> **Work instructions**: Turn every line below into a Markdown table with two columns, Number and Line, and skip any blank lines.
┄┄┄┄┄┄
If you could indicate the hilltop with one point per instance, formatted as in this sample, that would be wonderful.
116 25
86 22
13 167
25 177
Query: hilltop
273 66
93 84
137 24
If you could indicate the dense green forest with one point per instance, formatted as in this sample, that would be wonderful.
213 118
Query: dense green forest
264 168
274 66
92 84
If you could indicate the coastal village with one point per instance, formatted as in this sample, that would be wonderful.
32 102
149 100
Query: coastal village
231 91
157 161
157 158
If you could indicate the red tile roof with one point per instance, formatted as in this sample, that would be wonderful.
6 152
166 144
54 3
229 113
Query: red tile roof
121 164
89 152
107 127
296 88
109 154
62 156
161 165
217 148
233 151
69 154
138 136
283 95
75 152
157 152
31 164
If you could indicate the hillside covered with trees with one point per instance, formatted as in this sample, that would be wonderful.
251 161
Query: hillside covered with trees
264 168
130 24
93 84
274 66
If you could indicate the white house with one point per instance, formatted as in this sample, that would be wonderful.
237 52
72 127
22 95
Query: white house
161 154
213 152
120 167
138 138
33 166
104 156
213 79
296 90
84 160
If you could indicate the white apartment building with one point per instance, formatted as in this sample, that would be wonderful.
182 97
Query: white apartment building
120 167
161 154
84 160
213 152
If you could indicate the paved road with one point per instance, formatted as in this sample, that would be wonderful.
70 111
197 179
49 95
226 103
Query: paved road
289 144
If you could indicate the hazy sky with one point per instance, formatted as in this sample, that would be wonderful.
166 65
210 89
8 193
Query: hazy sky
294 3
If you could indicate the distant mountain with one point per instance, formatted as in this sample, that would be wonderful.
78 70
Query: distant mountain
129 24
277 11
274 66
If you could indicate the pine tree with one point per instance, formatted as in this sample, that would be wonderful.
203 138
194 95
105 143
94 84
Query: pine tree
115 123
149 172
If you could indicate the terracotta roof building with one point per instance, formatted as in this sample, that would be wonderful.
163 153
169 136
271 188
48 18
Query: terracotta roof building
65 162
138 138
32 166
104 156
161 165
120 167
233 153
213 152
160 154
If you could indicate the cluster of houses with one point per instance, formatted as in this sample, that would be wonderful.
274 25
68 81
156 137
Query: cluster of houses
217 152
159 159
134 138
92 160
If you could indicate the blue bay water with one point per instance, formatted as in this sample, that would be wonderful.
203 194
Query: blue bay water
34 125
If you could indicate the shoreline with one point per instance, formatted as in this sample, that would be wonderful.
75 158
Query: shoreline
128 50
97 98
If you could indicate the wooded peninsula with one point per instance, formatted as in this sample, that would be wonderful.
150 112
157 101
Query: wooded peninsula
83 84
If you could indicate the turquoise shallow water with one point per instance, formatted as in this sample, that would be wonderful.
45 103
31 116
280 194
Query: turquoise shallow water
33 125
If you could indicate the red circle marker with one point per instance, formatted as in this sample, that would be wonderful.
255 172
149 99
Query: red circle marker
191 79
┄┄┄┄┄┄
> **Complete answer**:
| Number | Line |
|---|---|
| 1 | If you could indicate the hilltop with one point per instance, formatted as in this sample, that would be wonderful. |
| 2 | 116 25 |
| 3 | 86 22 |
| 4 | 13 167 |
| 5 | 25 177 |
| 6 | Query: hilltop |
| 7 | 273 66 |
| 8 | 93 84 |
| 9 | 137 24 |
| 10 | If you could indicate the dense green forest with one point per instance, formatted as in this sample, that would be wonderful. |
| 11 | 213 118 |
| 12 | Query: dense green forest |
| 13 | 264 168 |
| 14 | 274 66 |
| 15 | 92 84 |
| 16 | If you could indicate the coastal village with one point per instance, formatted as in this sample, that would be wonderful. |
| 17 | 32 102 |
| 18 | 149 100 |
| 19 | Query: coastal village |
| 20 | 231 91 |
| 21 | 157 161 |
| 22 | 157 158 |
| 23 | If you could indicate the red tile roof with one point per instance, formatted as in this sample, that would be wonderful. |
| 24 | 6 152 |
| 25 | 166 144 |
| 26 | 54 3 |
| 27 | 229 113 |
| 28 | Query: red tile roof |
| 29 | 121 164 |
| 30 | 89 152 |
| 31 | 107 127 |
| 32 | 296 88 |
| 33 | 109 154 |
| 34 | 62 156 |
| 35 | 161 165 |
| 36 | 217 148 |
| 37 | 233 151 |
| 38 | 69 154 |
| 39 | 138 136 |
| 40 | 283 95 |
| 41 | 75 152 |
| 42 | 157 152 |
| 43 | 31 164 |
| 44 | If you could indicate the hillside covered with trees with one point per instance, formatted as in this sample, that would be wonderful. |
| 45 | 251 161 |
| 46 | Query: hillside covered with trees |
| 47 | 264 168 |
| 48 | 130 24 |
| 49 | 93 84 |
| 50 | 274 66 |
| 51 | If you could indicate the white house with one point per instance, formatted as in this sample, that would be wonderful. |
| 52 | 237 52 |
| 53 | 72 127 |
| 54 | 22 95 |
| 55 | Query: white house |
| 56 | 161 154 |
| 57 | 213 152 |
| 58 | 120 167 |
| 59 | 138 138 |
| 60 | 33 166 |
| 61 | 104 156 |
| 62 | 213 79 |
| 63 | 296 90 |
| 64 | 84 160 |
| 65 | If you could indicate the white apartment building with one point per instance, formatted as in this sample, that would be wonderful. |
| 66 | 182 97 |
| 67 | Query: white apartment building |
| 68 | 120 167 |
| 69 | 161 154 |
| 70 | 84 160 |
| 71 | 213 152 |
| 72 | If you could indicate the paved road with one point per instance, formatted as in this sample, that would be wonderful. |
| 73 | 70 111 |
| 74 | 197 179 |
| 75 | 49 95 |
| 76 | 226 103 |
| 77 | Query: paved road |
| 78 | 289 144 |
| 79 | If you could indicate the hazy sky with one point per instance, formatted as in this sample, that would be wonderful. |
| 80 | 166 65 |
| 81 | 210 89 |
| 82 | 8 193 |
| 83 | Query: hazy sky |
| 84 | 294 3 |
| 85 | If you could indicate the distant mountain with one point per instance, formatted as in this sample, that would be wonderful. |
| 86 | 78 70 |
| 87 | Query: distant mountain |
| 88 | 129 24 |
| 89 | 277 11 |
| 90 | 274 66 |
| 91 | If you could indicate the pine tree with one point per instance, formatted as in this sample, that would be wonderful. |
| 92 | 203 138 |
| 93 | 194 95 |
| 94 | 105 143 |
| 95 | 94 84 |
| 96 | Query: pine tree |
| 97 | 115 123 |
| 98 | 149 172 |
| 99 | If you could indicate the terracotta roof building with one point per instance, formatted as in this sample, that would be wonderful. |
| 100 | 163 153 |
| 101 | 169 136 |
| 102 | 271 188 |
| 103 | 48 18 |
| 104 | Query: terracotta roof building |
| 105 | 65 162 |
| 106 | 138 138 |
| 107 | 32 166 |
| 108 | 104 156 |
| 109 | 161 165 |
| 110 | 120 167 |
| 111 | 233 153 |
| 112 | 213 152 |
| 113 | 160 154 |
| 114 | If you could indicate the cluster of houses with one point per instance, formatted as in this sample, that would be wonderful. |
| 115 | 274 25 |
| 116 | 68 81 |
| 117 | 156 137 |
| 118 | Query: cluster of houses |
| 119 | 217 152 |
| 120 | 159 159 |
| 121 | 134 138 |
| 122 | 92 160 |
| 123 | If you could indicate the blue bay water with one point per instance, formatted as in this sample, that would be wonderful. |
| 124 | 203 194 |
| 125 | Query: blue bay water |
| 126 | 34 125 |
| 127 | If you could indicate the shoreline with one point per instance, formatted as in this sample, that would be wonderful. |
| 128 | 75 158 |
| 129 | Query: shoreline |
| 130 | 128 50 |
| 131 | 97 98 |
| 132 | If you could indicate the wooded peninsula with one point per instance, formatted as in this sample, that would be wonderful. |
| 133 | 150 112 |
| 134 | 157 101 |
| 135 | Query: wooded peninsula |
| 136 | 83 84 |
| 137 | If you could indicate the turquoise shallow water with one point per instance, formatted as in this sample, that would be wonderful. |
| 138 | 45 103 |
| 139 | 31 116 |
| 140 | 280 194 |
| 141 | Query: turquoise shallow water |
| 142 | 33 125 |
| 143 | If you could indicate the red circle marker with one point per instance, formatted as in this sample, that would be wonderful. |
| 144 | 255 172 |
| 145 | 149 99 |
| 146 | Query: red circle marker |
| 147 | 191 79 |